* **Tasks to carry out**:
- a) According to the building society lending report, how many new mortgage loans did building societies approve in Q1 2020?
- b) Continue the building society lending report after its last sentence.

Building society lending falls in Q1 but market share maintained

Img

But building societies maintained their mortgage market share of 23% in Q1 2020 and hold outstanding mortgage balances of £336.6 billion.

This is a 3% increase from £327.3 billion in the same quarter of last year, according to the latest figures from the Building Societies Association.

Gross lending in Q1 2020 was £13.5 billion, a 21% market share, but down 19% on the £16.7 billion in Q1 2019.

Net lending was £0.9 billion, an 8% market share, but down 83% compared to the £5.1 billion year-on year.

Building societies approved 101,000 new mortgage loans, a 27% market share, but down 16% on the 121,000 loans in Q1 2019 and they lent to over 19,500 first-time buyers.

Savings market

Building societies hold savings balances of £297.3 billion, an 18% market share, and up 4% on the £284.7 billion at the end of Q1 2019.

* **Given information**:
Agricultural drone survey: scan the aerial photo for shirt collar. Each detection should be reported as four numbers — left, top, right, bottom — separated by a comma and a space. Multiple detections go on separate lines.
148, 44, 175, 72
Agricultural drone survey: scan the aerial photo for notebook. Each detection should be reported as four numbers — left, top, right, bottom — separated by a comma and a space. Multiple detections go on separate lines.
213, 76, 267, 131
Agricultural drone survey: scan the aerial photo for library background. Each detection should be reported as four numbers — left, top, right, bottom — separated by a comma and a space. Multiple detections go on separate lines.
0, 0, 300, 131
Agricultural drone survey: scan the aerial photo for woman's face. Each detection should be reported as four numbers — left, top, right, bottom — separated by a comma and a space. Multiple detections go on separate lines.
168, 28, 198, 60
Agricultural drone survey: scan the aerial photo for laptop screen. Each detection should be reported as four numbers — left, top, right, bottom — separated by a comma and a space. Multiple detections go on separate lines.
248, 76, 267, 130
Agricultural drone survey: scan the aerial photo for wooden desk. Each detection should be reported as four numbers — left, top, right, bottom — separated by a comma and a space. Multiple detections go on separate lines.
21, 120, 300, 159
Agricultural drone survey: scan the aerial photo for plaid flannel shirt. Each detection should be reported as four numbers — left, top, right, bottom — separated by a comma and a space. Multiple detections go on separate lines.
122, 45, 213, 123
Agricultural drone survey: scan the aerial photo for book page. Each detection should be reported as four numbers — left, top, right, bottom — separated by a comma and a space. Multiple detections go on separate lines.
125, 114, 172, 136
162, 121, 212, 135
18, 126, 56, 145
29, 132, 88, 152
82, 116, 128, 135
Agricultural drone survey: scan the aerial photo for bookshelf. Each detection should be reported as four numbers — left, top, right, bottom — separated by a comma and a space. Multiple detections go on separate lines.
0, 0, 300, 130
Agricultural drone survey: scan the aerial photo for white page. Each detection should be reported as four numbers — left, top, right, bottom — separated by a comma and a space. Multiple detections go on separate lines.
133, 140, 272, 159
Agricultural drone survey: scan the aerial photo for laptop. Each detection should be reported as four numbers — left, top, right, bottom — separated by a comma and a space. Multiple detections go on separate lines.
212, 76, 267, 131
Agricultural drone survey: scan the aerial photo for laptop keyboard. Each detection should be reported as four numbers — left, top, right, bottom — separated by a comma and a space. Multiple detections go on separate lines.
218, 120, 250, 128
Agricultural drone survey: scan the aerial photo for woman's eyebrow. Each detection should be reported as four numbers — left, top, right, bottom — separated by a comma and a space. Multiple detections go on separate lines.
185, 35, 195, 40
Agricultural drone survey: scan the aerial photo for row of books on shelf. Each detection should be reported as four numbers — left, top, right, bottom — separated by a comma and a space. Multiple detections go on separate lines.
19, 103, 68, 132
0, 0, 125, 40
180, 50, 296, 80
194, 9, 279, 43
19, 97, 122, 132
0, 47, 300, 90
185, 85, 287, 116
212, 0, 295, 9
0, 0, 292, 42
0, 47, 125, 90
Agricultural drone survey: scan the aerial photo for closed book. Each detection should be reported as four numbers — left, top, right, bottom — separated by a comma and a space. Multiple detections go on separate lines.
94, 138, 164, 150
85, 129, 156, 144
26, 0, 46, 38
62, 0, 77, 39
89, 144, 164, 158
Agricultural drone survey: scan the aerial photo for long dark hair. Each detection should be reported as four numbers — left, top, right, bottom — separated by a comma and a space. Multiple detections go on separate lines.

* **The answers**:
- a) 101,000

- b)
Savings balances increased by £3.1 billion, a 14% market share, but down 20% on the £3.8 billion increase in Q1 2019.

Cash ISA balances at building societies grew by £0.7 billion and at banks the increase was £1.3 billion. Societies have a share of 39% of all cash ISAs deposits.

Comment

Paul Broadhead, BSA head of mortgages and housing, commented: “Building societies performed well in the first quarter of the year, approving nearly a quarter of new mortgages in the UK during the period.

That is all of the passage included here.